* _EXERCISE DIRECTIONS_: Gather every line in the listing below that contains the string "shorts", and copy each one.
-------- DATA LISTING --------
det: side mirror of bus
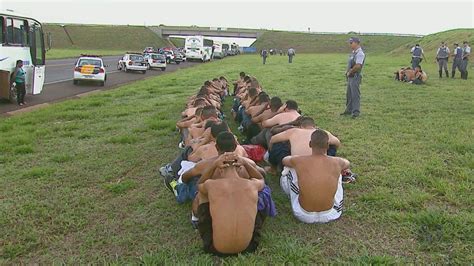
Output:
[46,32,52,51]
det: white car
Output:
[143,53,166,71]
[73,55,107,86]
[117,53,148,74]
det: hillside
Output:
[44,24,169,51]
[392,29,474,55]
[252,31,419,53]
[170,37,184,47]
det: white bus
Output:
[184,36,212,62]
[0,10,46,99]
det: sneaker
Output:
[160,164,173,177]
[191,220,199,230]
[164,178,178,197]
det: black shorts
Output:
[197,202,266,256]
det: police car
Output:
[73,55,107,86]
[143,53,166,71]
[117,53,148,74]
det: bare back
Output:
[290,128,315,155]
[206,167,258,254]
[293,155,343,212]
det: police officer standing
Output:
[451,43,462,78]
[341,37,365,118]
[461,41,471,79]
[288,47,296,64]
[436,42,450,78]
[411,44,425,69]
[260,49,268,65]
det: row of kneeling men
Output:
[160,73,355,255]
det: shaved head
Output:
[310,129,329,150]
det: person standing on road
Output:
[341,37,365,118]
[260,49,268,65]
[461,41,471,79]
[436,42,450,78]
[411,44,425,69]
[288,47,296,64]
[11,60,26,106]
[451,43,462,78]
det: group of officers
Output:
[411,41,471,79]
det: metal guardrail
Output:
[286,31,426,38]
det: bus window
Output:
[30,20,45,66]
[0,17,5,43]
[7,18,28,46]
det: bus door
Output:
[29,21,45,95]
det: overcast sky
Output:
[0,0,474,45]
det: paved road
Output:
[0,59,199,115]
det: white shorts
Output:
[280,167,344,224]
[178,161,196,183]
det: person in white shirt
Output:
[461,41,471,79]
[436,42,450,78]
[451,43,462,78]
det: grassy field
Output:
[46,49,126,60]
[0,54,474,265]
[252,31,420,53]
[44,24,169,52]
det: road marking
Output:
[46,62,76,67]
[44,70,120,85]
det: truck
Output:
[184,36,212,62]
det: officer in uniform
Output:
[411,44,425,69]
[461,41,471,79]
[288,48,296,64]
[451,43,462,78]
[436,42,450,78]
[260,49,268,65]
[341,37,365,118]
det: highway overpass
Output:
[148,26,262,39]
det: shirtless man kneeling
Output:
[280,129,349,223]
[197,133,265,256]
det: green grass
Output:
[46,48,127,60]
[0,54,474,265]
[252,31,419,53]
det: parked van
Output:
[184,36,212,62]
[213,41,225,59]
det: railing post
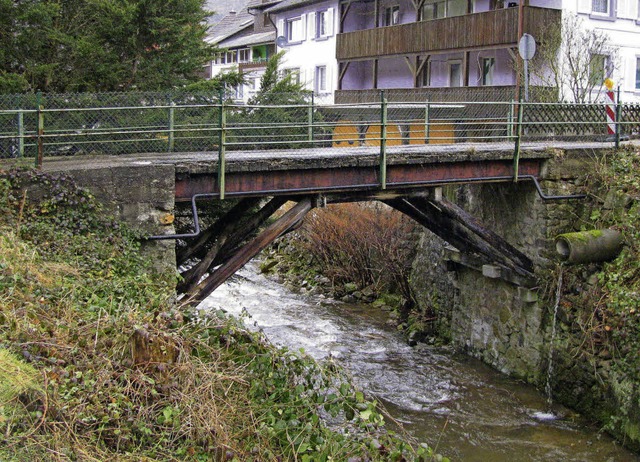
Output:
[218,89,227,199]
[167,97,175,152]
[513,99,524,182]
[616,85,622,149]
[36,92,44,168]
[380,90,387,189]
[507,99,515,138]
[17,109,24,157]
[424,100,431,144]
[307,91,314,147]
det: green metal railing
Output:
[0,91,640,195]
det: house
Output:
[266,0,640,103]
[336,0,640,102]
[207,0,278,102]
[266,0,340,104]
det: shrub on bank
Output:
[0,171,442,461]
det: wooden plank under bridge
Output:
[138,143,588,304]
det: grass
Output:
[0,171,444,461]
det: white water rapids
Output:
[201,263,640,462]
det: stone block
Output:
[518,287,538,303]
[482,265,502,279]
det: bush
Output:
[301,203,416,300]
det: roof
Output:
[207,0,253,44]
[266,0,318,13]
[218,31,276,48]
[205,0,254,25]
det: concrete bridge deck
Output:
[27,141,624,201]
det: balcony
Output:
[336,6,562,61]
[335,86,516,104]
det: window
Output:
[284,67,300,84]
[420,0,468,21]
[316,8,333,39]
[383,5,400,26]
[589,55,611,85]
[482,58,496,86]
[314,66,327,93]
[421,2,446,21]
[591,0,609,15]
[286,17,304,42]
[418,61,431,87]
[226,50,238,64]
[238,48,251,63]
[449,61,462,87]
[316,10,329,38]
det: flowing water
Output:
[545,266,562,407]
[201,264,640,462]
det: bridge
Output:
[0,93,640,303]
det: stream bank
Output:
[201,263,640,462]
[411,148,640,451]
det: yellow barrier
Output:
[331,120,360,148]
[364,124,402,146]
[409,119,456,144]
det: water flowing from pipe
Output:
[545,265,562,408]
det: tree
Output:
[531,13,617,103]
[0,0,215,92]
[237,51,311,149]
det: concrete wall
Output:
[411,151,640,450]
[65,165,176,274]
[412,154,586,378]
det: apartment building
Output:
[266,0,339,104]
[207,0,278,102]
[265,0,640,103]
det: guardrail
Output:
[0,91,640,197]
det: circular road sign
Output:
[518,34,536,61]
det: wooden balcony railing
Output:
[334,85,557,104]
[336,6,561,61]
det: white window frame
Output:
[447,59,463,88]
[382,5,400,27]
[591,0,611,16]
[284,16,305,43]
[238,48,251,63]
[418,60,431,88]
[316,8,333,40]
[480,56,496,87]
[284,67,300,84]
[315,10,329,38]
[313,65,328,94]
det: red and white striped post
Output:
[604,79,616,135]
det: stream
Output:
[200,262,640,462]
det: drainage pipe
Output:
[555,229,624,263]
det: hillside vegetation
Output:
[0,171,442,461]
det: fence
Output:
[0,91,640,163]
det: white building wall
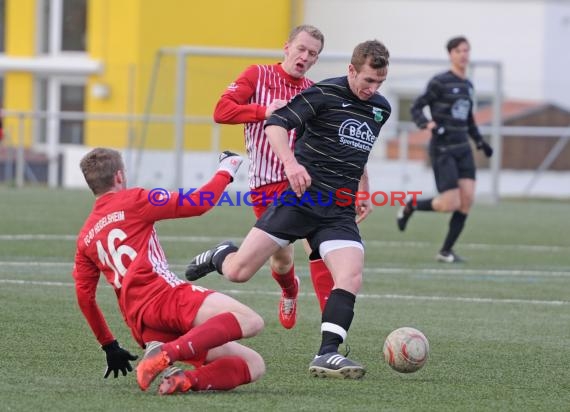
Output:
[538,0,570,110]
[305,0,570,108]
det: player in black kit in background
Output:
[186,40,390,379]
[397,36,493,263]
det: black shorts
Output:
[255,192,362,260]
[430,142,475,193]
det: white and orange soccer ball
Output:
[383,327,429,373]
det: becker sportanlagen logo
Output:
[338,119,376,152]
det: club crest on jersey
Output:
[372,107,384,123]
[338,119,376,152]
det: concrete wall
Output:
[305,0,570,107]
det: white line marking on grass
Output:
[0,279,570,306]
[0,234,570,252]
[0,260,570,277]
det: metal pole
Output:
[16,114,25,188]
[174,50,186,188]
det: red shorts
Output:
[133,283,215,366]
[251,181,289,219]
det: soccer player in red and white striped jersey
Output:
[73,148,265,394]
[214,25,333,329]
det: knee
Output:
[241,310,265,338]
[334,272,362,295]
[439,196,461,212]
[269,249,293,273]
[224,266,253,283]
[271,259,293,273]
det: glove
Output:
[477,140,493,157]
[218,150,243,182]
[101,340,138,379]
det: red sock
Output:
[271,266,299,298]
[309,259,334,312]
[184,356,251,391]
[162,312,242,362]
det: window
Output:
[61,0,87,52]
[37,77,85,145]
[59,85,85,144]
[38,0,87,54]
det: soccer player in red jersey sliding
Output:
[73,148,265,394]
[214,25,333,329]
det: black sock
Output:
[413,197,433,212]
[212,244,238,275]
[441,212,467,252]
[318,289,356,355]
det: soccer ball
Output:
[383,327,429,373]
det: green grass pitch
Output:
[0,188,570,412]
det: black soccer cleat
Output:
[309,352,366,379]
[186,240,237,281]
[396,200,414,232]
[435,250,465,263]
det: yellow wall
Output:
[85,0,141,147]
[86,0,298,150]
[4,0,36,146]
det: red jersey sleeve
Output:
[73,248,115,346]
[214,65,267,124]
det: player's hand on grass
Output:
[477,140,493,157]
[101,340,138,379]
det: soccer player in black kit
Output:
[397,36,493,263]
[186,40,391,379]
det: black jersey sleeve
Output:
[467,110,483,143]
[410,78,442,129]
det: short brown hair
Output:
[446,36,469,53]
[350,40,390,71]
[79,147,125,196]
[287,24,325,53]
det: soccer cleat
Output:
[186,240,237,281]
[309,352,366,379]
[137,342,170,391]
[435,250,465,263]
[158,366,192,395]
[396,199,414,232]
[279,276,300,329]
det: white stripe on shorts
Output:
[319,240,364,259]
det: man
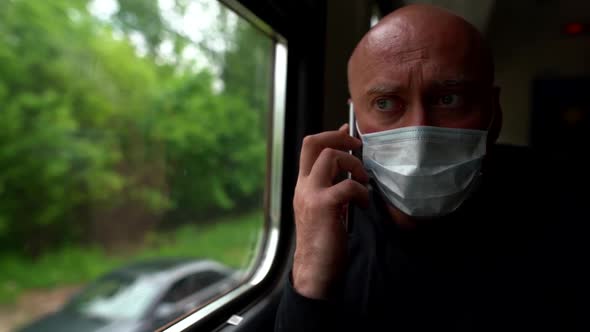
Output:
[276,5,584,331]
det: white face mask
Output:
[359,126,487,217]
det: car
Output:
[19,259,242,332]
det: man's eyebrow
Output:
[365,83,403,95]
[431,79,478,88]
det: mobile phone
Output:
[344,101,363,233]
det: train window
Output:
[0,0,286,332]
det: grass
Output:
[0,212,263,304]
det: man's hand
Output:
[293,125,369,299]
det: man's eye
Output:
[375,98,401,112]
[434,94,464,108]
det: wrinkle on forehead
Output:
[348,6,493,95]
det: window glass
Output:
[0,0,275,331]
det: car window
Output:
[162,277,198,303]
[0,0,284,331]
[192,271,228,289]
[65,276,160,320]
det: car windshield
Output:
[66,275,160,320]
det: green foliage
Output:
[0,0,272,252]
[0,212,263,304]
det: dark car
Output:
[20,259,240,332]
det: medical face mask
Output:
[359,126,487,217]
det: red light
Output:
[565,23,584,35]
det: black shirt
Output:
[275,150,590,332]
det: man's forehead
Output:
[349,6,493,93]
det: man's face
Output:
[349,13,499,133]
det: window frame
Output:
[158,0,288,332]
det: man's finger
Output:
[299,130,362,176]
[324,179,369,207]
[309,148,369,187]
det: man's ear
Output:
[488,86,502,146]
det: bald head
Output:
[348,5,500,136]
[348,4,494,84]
--------
* _COMPLETED EXERCISE_:
det: black shorts
det: white shorts
det: black shorts
det: red shorts
det: white stripe on shorts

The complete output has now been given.